- Actions à effectuer
A. Recopie l'extrait sur le baroque à partir de « Vanité, de suivre » et jusqu'à « de bien vivre. » inclus, en remplaçant « désirs » par « plaisirs ».
B. Relève dans l'extrait sur le baroque les titres de toutes les parties de l'Imitation de Jésus-Christ qui y sont cités.

- Extrait choisi
« Vanité donc, d’amasser des richesses périssables et d’espérer en elles.
Vanité, d’aspirer aux honneurs et de s’élever à ce qu’il y a de plus haut.
Vanité, de suivre les désirs de la chair et de rechercher ce dont il faudra bientôt être rigoureusement puni.
Vanité, de souhaiter une longue vie et de ne pas se soucier de bien vivre.
Vanité, de ne penser qu’à la vie présente et de ne pas prévoir ce qui la suivra.
Vanité, de s’attacher à ce qui passe si vite et de ne pas se hâter vers la joie qui ne finit point. »
Ce point de vue, tout à fait conforme au baroque, est tiré du grand « best-seller » que fut l’Imitation de Jésus-Christ, écrit en latin dans la première partie du XVe siècle. Cela montre quel fut l’arrière-plan du baroque : d’un côté l’esprit de dévotion, de l’autre la religiosité populaire.
L’appel à la civilisation qu’on trouve dans le christianisme est ici dévié en culte d’une attitude obséquieuse, d’un esprit passif, de la soumission morale et intellectuelle à des valeurs idéales. On est là dans une démarche centrée sur la « vie intérieure », concept employé par « l’imitation » elle-même, comme le montrent les titres de ses parties :
Livre premier – Avis utiles pour entrer dans la vie intérieure
Livre deuxième – Instruction pour avancer dans la vie intérieure
Livre troisième – De la vie intérieure
Livre quatrième – Du sacrement de l’Eucharistie
L’Imitation de Jésus-Christ fut publiée à des millions d’exemplaires, permettant à l’Église catholique de diffuser une religiosité à la fois populaire et tourmentée, tournée vers la « passion ».
Puisque le hussitisme et le protestantisme mettaient, en effet, en avant un individu capable de morale, de choix corrects, il fallait un levier mystique pour le catholicisme, il fallait être en mesure d’en appeler à la « vie intérieure », aux sentiments là où ses adversaires mettaient en avant la raison.
Il fallait, en quelque sorte, réimpulser la religiosité du Moyen-Âge. Cependant, l’Église avait besoin pour cela d’intermédiaires entre les gens et Dieu, afin d’empêcher tant les soulèvements mystiques incontrôlés que les éventuels choix raisonnables se passant de l’Église elle-même.
Il y eut alors recours à la généralisation théologique des « intercesseurs » : les « saints ». Le culte des « saints » est par conséquent une composante essentielle du baroque. Le Vatican a dépensé une énergie importante pour disposer de « saints » locaux sur lesquels s’appuyer pour évangéliser et reconquérir les zones perdues aux protestants.
En 1588 fut ainsi fondée la « Sacrée Congrégation des rites » afin de faire en sorte que la béatification, puis la canonisation – la reconnaissance comme « saint » – relève non pas d’un simple choix personnel du pape, mais de tout un processus idéologique ancré localement également, ou bien du choix d’une « exportation » d’un saint selon les besoins du moment – ainsi historiquement, la moitié des « saints » a toujours été issue d’Italie.

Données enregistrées
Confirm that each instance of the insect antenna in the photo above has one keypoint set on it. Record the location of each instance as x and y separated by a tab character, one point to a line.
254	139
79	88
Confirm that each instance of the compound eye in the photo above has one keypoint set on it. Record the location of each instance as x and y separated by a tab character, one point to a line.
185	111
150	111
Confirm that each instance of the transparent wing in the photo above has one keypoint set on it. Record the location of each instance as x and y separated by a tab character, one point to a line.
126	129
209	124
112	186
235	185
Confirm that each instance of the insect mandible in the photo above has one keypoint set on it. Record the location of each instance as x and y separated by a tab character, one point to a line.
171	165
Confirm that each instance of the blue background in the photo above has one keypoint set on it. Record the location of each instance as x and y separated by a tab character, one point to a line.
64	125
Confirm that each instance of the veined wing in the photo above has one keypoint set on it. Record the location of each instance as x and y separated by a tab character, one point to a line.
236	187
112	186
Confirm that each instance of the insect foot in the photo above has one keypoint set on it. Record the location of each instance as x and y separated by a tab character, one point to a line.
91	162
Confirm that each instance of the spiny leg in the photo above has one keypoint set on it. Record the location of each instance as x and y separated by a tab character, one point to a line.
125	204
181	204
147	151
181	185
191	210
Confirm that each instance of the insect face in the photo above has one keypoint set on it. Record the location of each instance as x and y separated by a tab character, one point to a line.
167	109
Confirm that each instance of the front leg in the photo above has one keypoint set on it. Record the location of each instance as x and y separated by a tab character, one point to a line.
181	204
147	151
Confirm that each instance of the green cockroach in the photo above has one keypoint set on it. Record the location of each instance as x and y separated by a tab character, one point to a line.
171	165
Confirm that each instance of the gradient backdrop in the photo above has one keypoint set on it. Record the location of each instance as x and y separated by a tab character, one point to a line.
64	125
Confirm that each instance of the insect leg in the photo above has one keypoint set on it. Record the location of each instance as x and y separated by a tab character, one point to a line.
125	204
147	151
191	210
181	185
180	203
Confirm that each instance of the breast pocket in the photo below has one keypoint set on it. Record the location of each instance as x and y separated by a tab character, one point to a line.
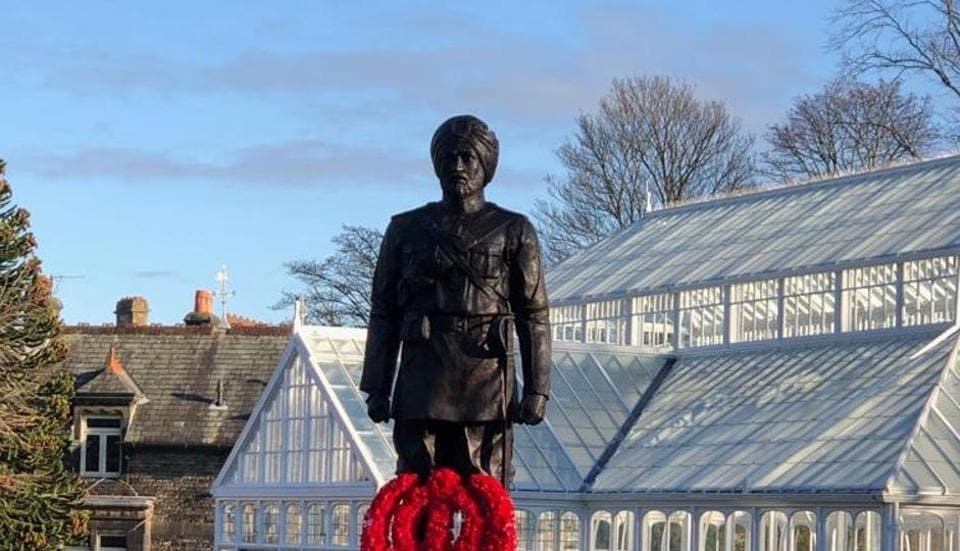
489	260
419	260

- Réponses par tâche
A.
Vanité, de suivre les plaisirs de la chair et de rechercher ce dont il faudra bientôt être rigoureusement puni.
Vanité, de souhaiter une longue vie et de ne pas se soucier de bien vivre.

B.
Livre premier – Avis utiles pour entrer dans la vie intérieure
Livre deuxième – Instruction pour avancer dans la vie intérieure
Livre troisième – De la vie intérieure
Livre quatrième – Du sacrement de l'Eucharistie